◆ **AUFGABEN**:
A) Gib den Artikel über den Novartis-Standort Kundl von „Nach der Ankündigung“ bis „Österreichs Novartis-Spitze kalmiert.“ wortgetreu wieder.
B) Wie viele Beschäftigte hat der Standort Kundl/Schaftenau laut dem Artikel über den Novartis-Standort Kundl?
C) Warum hat die öffentliche Hand laut dem Artikel über den Novartis-Standort Kundl Förderungen von 50 Mio. Euro beschlossen?

◆ **AUSGANGSTEXT**:
-------

Wirtschaft

Sorge in Tirol wegen Pharma-Standort Kundl von Novartis

Nach der Ankündigung des Schweizer Pharmakonzerns Novartis, die Generikatochter Sandoz einer strategischen Prüfung zu unterziehen, um deren Wert für Aktionäre zu maximieren, herrscht in Tirol Sorge um den Standort in Kundl/Schaftenau (Bezirk Kufstein) mit rund 4.500 Beschäftigten. Bei der Prüfung würden "alle Optionen geprüft", hatte es geheißen - "von der Beibehaltung des Geschäfts bis hin zur Trennung". Doch Österreichs Novartis-Spitze kalmiert.

"Es gibt derzeit keine Entscheidung in irgendeine Richtung", kommentierte Michael Kocher, Novartis-Präsident in Österreich, gegenüber der Tiroler Tageszeitung. Aktuell schaue man sich das "Modell Sandoz" genau an und überprüfe dabei alle möglichen Optionen. Es gäbe nach wie vor "ein großes Commitment zu Sandoz", versicherte der Österreich-Chef. Ergebnisse würden bis spätestens Ende 2022 kommuniziert.

Tirols Landeshauptmann Günther Platter (ÖVP) sieht vorerst keine Gefahr für die Arbeitsplätze bei Sandoz und unterstrich gegenüber der Zeitung: "Das Management hat mir gegenüber beteuert, dass es sich dabei um einen Routineprozess handelt." Schon 2020 hatte es ein politisches Tauziehen um die Zukunft des Tiroler Standortes - und einziger Penicillinproduktion in Österreich und Europa - gegeben. Damit Novartis die Produktion nicht nach Asien verlagert, hatte die öffentliche Hand beschlossen, dem Unternehmen mit Förderungen in der Höhe von 50 Mio. Euro unter die Arme zu greifen.

Wirtschaftslandesrat Anton Mattle (ÖVP) zeigte sich verwundert. Er verwies auf Gespräche im Sommer, bei denen das Unternehmen die Wichtigkeit des Standorts in Tirol noch betont habe. Novartis würde derzeit auch kräftig in den Standort investieren, nämlich 150 Mio. Euro, betonte Mattle. Hinzu kämen die zuvor erwähnten Zuschüsse von Bund (45 Mio. Euro) und Land (fünf Mio. Euro). Er sei "optimistisch" und gehe davon aus,"dass der Konzern seine Versprechen hinsichtlich des Standorts" einhalten werde, so Mattle weiter.

Hoher Preisdruck

Sandoz sah sich in Österreich zuletzt zunehmend unter Preisdruck. Falls die mit 31. März auslaufende Preisband-Regelung für Generika nicht verlängert wird, könnte das Preisniveau weiter sinken und eine kostendeckende Produktion am Tiroler Standort Kundl nicht mehr möglich sein, warnte das Unternehmen Mitte Oktober. Ähnlich wären die Folgen, wenn Ärzte künftig nur noch Wirkstoffe und nicht Medikamente verschreiben würden. Vor allem in den USA stünden die Unternehmen unter Druck, weil die Versicherungen immer höhere Rabatte durchsetzen.

-------

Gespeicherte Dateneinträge
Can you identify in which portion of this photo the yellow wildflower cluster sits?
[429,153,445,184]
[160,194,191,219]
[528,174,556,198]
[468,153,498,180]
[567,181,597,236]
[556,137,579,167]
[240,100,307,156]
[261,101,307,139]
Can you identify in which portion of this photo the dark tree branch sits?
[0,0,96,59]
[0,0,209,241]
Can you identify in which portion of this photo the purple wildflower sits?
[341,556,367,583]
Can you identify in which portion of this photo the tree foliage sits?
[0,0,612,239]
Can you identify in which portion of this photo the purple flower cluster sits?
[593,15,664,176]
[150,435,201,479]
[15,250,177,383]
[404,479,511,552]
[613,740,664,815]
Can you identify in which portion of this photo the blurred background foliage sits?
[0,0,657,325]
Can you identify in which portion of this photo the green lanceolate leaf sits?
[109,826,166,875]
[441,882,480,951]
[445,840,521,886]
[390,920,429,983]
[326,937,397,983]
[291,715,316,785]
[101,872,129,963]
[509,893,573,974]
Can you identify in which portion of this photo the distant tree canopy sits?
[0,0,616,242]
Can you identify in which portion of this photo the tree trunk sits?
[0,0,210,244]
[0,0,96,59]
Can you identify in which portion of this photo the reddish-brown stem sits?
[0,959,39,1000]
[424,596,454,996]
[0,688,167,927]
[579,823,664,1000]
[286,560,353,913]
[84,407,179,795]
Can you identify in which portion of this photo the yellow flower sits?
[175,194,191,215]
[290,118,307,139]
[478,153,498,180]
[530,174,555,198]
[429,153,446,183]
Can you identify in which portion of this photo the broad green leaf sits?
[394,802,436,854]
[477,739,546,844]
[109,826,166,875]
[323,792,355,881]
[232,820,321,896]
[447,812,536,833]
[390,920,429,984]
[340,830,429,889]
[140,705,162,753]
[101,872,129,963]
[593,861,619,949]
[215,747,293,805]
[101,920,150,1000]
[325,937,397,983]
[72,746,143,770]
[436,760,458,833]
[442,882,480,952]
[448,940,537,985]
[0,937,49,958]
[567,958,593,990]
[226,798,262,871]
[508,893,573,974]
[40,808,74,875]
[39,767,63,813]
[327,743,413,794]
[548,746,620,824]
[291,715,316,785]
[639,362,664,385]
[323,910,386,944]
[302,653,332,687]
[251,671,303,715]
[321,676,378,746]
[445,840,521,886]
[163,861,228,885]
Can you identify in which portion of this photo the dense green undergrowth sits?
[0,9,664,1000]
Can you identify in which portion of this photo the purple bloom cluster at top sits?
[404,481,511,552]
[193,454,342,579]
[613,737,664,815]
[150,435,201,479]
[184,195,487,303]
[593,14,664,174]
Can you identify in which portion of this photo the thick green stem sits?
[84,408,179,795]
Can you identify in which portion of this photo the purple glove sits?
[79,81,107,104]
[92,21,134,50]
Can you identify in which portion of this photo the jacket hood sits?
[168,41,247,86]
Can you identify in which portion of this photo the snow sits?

-------

◆ **ANTWORTEN**:
A)
Nach der Ankündigung des Schweizer Pharmakonzerns Novartis, die Generikatochter Sandoz einer strategischen Prüfung zu unterziehen, um deren Wert für Aktionäre zu maximieren, herrscht in Tirol Sorge um den Standort in Kundl/Schaftenau (Bezirk Kufstein) mit rund 4.500 Beschäftigten. Bei der Prüfung würden "alle Optionen geprüft", hatte es geheißen - "von der Beibehaltung des Geschäfts bis hin zur Trennung". Doch Österreichs Novartis-Spitze kalmiert.

B) Rund 4.500.

C) Die öffentliche Hand wollte verhindern, dass Novartis die Produktion nach Asien verlagert. Dafür hat sie dem Unternehmen mit Förderungen in Höhe von 50 Mio. Euro unter die Arme gegriffen.